• **CHALLENGES**
1. Return the forum thread about the strange piece of wood word for word, starting at "Anyway if I" and ending at "(Jan 29, 2012)".
2. Summarize the forum thread about the strange piece of wood in two sentences.
3. Translate this sentence from the forum thread about the strange piece of wood into Spanish: "I am trying to sort thru it and clean it up and came across this piece."

# strange one



## Mike1950 (Jan 28, 2012)

Hello, I bought a pile of exotics and white oak. I am trying to sort thru it and clean it up and came across this piece. Now don't get me wrong, most of the pile I have no clue but this one?? I think it came from indonesia-slight chance S america. It is about the weight of pine-but harder-but the colors are vivid to say the least!!!


----------



## Kevin (Jan 28, 2012)

That's pretty stuff. I have seen this wood. I think from the Peru region of the amazon. A guy named Jim King could tell us for sure he started a community there using local labor and giving back to the community by teaching them how to use their local resources. But I could get carried away here . . . 

Anyway if I am right I saw this wood in one of his projects. I'll try to dig his email up. Daren if you see this, you know who Jim King is do you happen to have his email? I think I have seen some of his projects made with this wood but I have not talked to him in at least 3 years. 



.


----------



## phinds (Jan 29, 2012)

• **DATASET ENTRIES**

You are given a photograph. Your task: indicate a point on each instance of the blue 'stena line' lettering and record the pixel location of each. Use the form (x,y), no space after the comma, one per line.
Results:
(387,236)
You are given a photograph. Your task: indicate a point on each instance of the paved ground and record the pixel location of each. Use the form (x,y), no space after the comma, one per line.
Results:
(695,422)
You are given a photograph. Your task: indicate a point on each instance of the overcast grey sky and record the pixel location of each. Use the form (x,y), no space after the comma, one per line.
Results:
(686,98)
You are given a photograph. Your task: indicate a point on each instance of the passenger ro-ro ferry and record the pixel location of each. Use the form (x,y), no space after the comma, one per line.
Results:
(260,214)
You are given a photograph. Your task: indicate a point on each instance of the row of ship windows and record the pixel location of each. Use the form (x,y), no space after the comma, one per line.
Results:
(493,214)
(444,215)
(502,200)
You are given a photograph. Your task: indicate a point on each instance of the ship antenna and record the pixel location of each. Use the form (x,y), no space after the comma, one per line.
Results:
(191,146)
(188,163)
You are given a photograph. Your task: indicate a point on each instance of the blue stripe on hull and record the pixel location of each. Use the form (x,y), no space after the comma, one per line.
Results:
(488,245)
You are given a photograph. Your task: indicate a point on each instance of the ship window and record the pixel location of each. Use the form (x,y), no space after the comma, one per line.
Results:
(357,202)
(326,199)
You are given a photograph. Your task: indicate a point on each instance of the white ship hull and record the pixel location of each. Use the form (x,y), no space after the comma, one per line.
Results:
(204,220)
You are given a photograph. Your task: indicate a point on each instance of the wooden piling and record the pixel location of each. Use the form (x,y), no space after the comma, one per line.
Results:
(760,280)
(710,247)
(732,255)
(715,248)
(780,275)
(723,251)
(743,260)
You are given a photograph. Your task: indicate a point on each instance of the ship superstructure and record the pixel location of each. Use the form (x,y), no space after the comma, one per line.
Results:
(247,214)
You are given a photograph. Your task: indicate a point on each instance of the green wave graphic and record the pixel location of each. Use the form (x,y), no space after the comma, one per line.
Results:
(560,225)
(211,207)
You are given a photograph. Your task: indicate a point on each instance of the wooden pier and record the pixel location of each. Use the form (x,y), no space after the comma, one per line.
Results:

• **RESULTS OF THE EXERCISE**
1.
Anyway if I am right I saw this wood in one of his projects. I'll try to dig his email up. Daren if you see this, you know who Jim King is do you happen to have his email? I think I have seen some of his projects made with this wood but I have not talked to him in at least 3 years. 



.


----------



## phinds (Jan 29, 2012)

2. Mike1950 bought a pile of exotics and white oak and found a piece he thinks came from Indonesia, or possibly South America, that weighs about as much as pine but is harder and has vivid colors. Kevin thinks he has seen this wood in projects by Jim King, possibly from the Peru region of the Amazon, and asks Daren whether he has King's email.

3. Estoy intentando clasificarla y limpiarla, y me encontré con esta pieza.